■ Stated task: Print the entries below word for word, starting at the line that contains "Task: indicate one point per instance of the jacket" and continuing through the last line of the records.
# Excerpted data start
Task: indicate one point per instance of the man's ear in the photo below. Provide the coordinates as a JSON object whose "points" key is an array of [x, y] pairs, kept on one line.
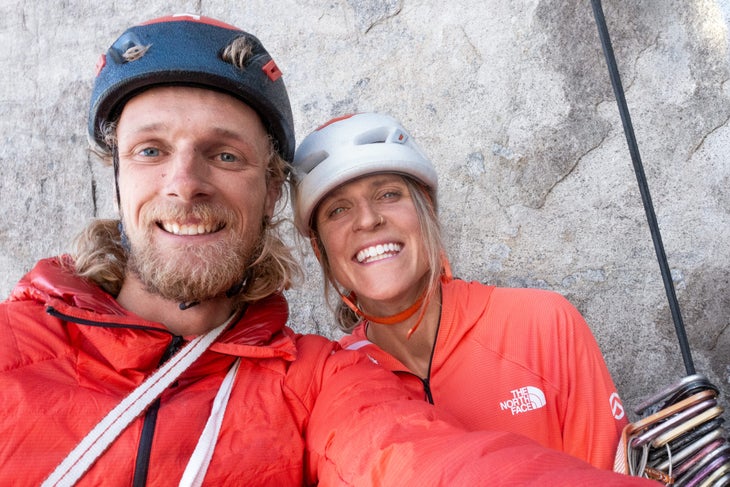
{"points": [[273, 193]]}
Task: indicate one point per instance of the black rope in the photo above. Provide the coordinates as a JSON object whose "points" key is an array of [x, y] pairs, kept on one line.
{"points": [[643, 186]]}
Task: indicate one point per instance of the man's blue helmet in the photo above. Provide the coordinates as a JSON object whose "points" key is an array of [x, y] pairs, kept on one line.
{"points": [[186, 50]]}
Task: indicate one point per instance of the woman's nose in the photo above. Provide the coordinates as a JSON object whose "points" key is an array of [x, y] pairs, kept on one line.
{"points": [[367, 218]]}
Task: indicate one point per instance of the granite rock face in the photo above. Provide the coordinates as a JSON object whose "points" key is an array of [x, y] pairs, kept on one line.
{"points": [[513, 103]]}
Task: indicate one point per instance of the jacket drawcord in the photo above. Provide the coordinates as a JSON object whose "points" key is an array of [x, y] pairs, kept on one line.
{"points": [[142, 462]]}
# Excerpted data end
■ Solution to this exercise:
Task: indicate one point per instance of the jacket drawcord in the photo above. Provide the coordinates as a JSON object whose "points" key is an array of [x, y] pairs, kept on one line.
{"points": [[142, 462]]}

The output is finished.